Extracted records:
● ● ●

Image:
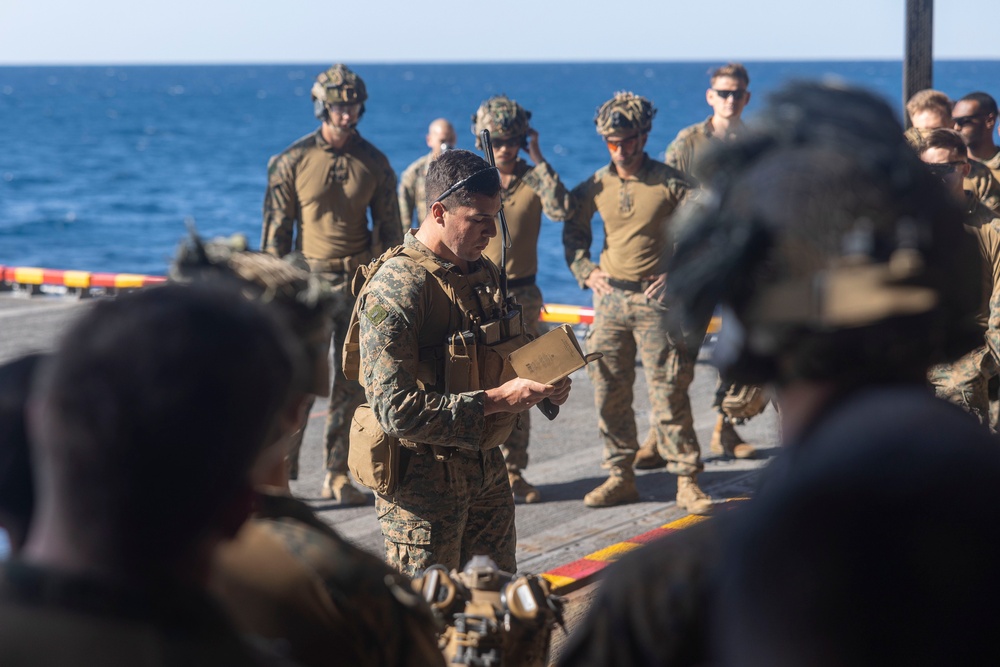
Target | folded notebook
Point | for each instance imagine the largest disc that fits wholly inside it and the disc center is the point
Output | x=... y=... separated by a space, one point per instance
x=550 y=357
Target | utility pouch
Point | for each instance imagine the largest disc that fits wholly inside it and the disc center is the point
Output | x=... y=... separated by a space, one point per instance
x=351 y=358
x=461 y=363
x=373 y=457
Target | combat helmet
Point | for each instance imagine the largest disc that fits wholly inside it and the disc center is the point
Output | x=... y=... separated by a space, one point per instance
x=306 y=302
x=338 y=85
x=625 y=111
x=503 y=117
x=834 y=253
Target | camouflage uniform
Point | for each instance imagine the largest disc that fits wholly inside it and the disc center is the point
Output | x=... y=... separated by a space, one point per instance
x=692 y=141
x=636 y=214
x=965 y=381
x=289 y=575
x=412 y=195
x=980 y=180
x=682 y=154
x=531 y=191
x=317 y=201
x=442 y=511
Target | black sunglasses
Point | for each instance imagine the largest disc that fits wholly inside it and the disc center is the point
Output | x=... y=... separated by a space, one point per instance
x=962 y=121
x=944 y=169
x=737 y=95
x=512 y=142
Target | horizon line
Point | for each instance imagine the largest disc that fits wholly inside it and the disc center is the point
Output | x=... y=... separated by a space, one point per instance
x=679 y=61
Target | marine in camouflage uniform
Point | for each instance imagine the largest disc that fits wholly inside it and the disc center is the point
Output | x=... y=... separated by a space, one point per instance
x=727 y=94
x=319 y=193
x=975 y=118
x=412 y=193
x=287 y=575
x=635 y=197
x=452 y=499
x=980 y=180
x=527 y=192
x=965 y=381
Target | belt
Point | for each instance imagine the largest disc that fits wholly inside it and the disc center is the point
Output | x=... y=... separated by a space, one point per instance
x=521 y=282
x=347 y=264
x=440 y=452
x=629 y=285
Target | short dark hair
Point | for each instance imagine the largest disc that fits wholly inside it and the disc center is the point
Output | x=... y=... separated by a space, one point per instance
x=942 y=138
x=453 y=167
x=153 y=412
x=929 y=99
x=17 y=491
x=986 y=103
x=733 y=71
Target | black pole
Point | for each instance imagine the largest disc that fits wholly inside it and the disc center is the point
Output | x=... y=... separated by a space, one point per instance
x=918 y=62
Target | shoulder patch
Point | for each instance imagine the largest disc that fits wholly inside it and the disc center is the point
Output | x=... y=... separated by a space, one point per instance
x=377 y=314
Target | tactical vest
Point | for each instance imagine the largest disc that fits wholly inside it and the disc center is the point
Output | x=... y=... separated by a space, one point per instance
x=467 y=351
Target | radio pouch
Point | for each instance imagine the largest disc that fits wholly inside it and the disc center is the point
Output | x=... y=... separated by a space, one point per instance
x=373 y=456
x=461 y=363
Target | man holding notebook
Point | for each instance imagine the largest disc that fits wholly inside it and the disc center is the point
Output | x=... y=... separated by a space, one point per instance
x=425 y=307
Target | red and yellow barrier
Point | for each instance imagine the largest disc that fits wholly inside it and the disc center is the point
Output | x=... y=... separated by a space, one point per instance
x=82 y=280
x=558 y=313
x=561 y=313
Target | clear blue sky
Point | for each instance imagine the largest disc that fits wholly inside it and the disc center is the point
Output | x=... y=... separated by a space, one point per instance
x=258 y=31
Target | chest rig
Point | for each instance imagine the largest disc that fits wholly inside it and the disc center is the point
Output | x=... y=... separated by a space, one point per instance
x=469 y=329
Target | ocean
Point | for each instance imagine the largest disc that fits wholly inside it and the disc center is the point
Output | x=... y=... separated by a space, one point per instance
x=101 y=167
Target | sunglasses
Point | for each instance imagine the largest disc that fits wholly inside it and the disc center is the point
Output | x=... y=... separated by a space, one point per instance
x=737 y=95
x=457 y=186
x=962 y=121
x=945 y=168
x=511 y=142
x=340 y=109
x=626 y=145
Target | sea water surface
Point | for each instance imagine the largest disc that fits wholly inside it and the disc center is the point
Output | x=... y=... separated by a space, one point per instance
x=100 y=167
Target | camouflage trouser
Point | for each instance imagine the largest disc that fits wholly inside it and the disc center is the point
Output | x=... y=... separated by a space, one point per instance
x=345 y=395
x=624 y=321
x=965 y=382
x=515 y=450
x=445 y=512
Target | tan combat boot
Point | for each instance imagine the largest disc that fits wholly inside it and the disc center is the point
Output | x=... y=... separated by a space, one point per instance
x=690 y=497
x=648 y=458
x=727 y=442
x=617 y=489
x=522 y=489
x=338 y=487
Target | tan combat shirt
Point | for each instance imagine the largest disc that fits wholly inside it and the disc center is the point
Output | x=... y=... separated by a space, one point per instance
x=692 y=141
x=413 y=192
x=531 y=191
x=986 y=226
x=993 y=164
x=321 y=196
x=636 y=214
x=984 y=185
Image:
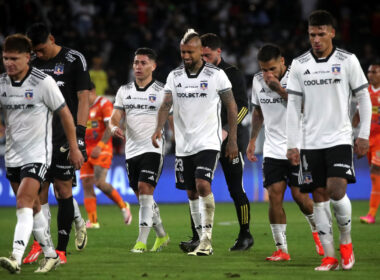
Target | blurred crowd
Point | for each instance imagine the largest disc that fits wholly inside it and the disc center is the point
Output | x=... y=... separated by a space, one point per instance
x=108 y=32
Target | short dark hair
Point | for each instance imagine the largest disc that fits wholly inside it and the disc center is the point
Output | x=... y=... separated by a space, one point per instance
x=17 y=43
x=268 y=52
x=321 y=17
x=38 y=33
x=211 y=40
x=148 y=52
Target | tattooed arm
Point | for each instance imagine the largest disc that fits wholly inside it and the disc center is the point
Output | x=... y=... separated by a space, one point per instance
x=163 y=114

● ● ●

Directions for this task> Copy every line of the data word for word, omitting the images.

Reply>
Image:
Target | folded notebook
Point | for each instance imagine the largest disc that fits wholly inside it and the disc center is the point
Output | x=... y=... separated by a space, one point per instance
x=550 y=357
Target | utility pouch
Point | for each instance imagine the largest disc that fits wholly inside it and the disc center is the point
Output | x=... y=... separated by a space, one point per instance
x=351 y=358
x=461 y=363
x=373 y=457
Target | combat helmet
Point | for each instance imagine the largest disc that fits wholly inside it and the disc center is the point
Output | x=... y=... separated by a space, one point per instance
x=306 y=302
x=338 y=85
x=625 y=111
x=503 y=117
x=834 y=253
Target | camouflage uniform
Point | for each instance imagine the largest disc that fits wholly inside it and the disc center is the point
Output | x=... y=... separated by a space, one point per instance
x=692 y=141
x=636 y=214
x=965 y=381
x=289 y=575
x=412 y=195
x=980 y=180
x=682 y=154
x=531 y=191
x=317 y=201
x=442 y=511
Target | black sunglasses
Point | for each instance imagine the largest disc that fits wholly inside it and the disc center is the point
Output | x=... y=... separated by a space, one point per instance
x=962 y=121
x=944 y=169
x=737 y=95
x=512 y=142
Target | horizon line
Point | for each instance imagine the largest disc that fits wholly inside it and the disc center is the point
Output | x=... y=... separated by a space, one point per instance
x=679 y=61
Target | marine in camouflage uniform
Point | for each instance imagine the largest disc that fits wholly inside it and the disc center is the point
Output | x=... y=... separated by a space, one point per instance
x=727 y=94
x=319 y=193
x=975 y=118
x=412 y=193
x=287 y=575
x=635 y=197
x=452 y=499
x=980 y=180
x=527 y=192
x=965 y=381
Target | belt
Point | for each instance imagine the largest disc that fits wholly inside it and the disc center is the point
Output | x=... y=... separated by a space, one point per instance
x=521 y=282
x=347 y=264
x=440 y=452
x=629 y=285
Target | short dark hair
Point | for each instance imagine the largest disc that fits wholly inside it and the disc center is the point
Output | x=... y=... separated by a space, one point per instance
x=942 y=138
x=453 y=167
x=153 y=412
x=929 y=99
x=17 y=491
x=986 y=103
x=733 y=71
Target | black pole
Point | for each instance imagine the largest disc that fits wholly inside it and the disc center is the point
Output | x=... y=... separated by a space, one point per instance
x=918 y=62
Target | shoulder patch
Point | for each instance imagine the largest disc that fits wholly inside it and the disc center is the point
Output | x=... y=... separated by a space, one point per instance
x=377 y=314
Target | tactical vest
Point | for each instance imagine the largest disc that fits wholly inside it and the disc center is the point
Output | x=... y=... separated by a space, one point per instance
x=467 y=351
Target | radio pouch
Point | for each instance imagine the largest disc that fits wholly inside it and the disc center is the point
Output | x=... y=... separated by a space, one point per instance
x=373 y=456
x=461 y=363
Target | man holding notebook
Point | for each instance imagine the largest disc that fits wholly inside it and the disc center is the point
Output | x=... y=... separated by a space, one point per instance
x=425 y=307
Target | red and yellow barrier
Point | for each instance imagine the largest disc that fits wholly inside it and the disc center is the point
Output | x=... y=... separated by a space, one point per instance
x=82 y=280
x=558 y=313
x=561 y=313
Target | clear blue sky
Point | for each instance imagine the largest disc that fits wholly inside it and the disc center is the point
Output | x=... y=... separated by a space, one point per instance
x=258 y=31
Target | chest rig
Point | for each instance imagine the largest disc that fits wholly inside it and the disc center is the point
Output | x=... y=... separated by a space, one point per instance
x=469 y=329
Target | ocean
Point | for each instance imagine the largest disc that fits wholly inside it and the disc center is the point
Output | x=... y=... separated by a space, one point per instance
x=101 y=167
Target | sunglasses
Point | for each instance imagine the largest disc that fits wholly inside it and the disc center is the point
Output | x=... y=... separated by a space, one point per instance
x=737 y=95
x=457 y=186
x=962 y=121
x=945 y=168
x=511 y=142
x=340 y=109
x=626 y=145
Target | sea water surface
Point | for each instance imagine the largest disc that fits wholly inside it and the disc center is the point
Output | x=... y=... separated by a space, one point per instance
x=100 y=167
Target | camouflage trouser
Point | for each instance imagine the largest disc that fits wholly inside it and the disc center is the point
Output | x=... y=... separated by a space, one point per instance
x=345 y=395
x=624 y=321
x=965 y=382
x=515 y=450
x=445 y=512
Target | tan combat boot
Point | for each instance imagine the largest disc that fits wholly inside it and the disc center is the point
Output | x=... y=... separated by a space, one point per instance
x=690 y=497
x=648 y=458
x=727 y=442
x=617 y=489
x=522 y=489
x=338 y=487
Target | tan combat shirt
Point | for each instance imagine the largest disc that fits wholly inside it and the disc center is the point
Output | x=... y=... separated by a space, one point per instance
x=692 y=141
x=413 y=192
x=531 y=191
x=986 y=226
x=993 y=164
x=321 y=196
x=636 y=214
x=984 y=185
Image:
Target | blurred crowd
Point | for each instance imagine the largest disc that fits wholly inside it and the disc center is the point
Output | x=... y=... separated by a space, one point per instance
x=108 y=32
Target | short dark hair
Point | for each instance imagine the largest disc that fits wholly inside it and the disc center is the point
Output | x=... y=... separated by a space, one point per instance
x=17 y=43
x=268 y=52
x=321 y=17
x=38 y=33
x=211 y=40
x=148 y=52
Target | tattooed arm
Point | for each instance imagine the largest disc that fits wholly inside it and the disc center is the point
Output | x=... y=... separated by a space, one point per instance
x=163 y=114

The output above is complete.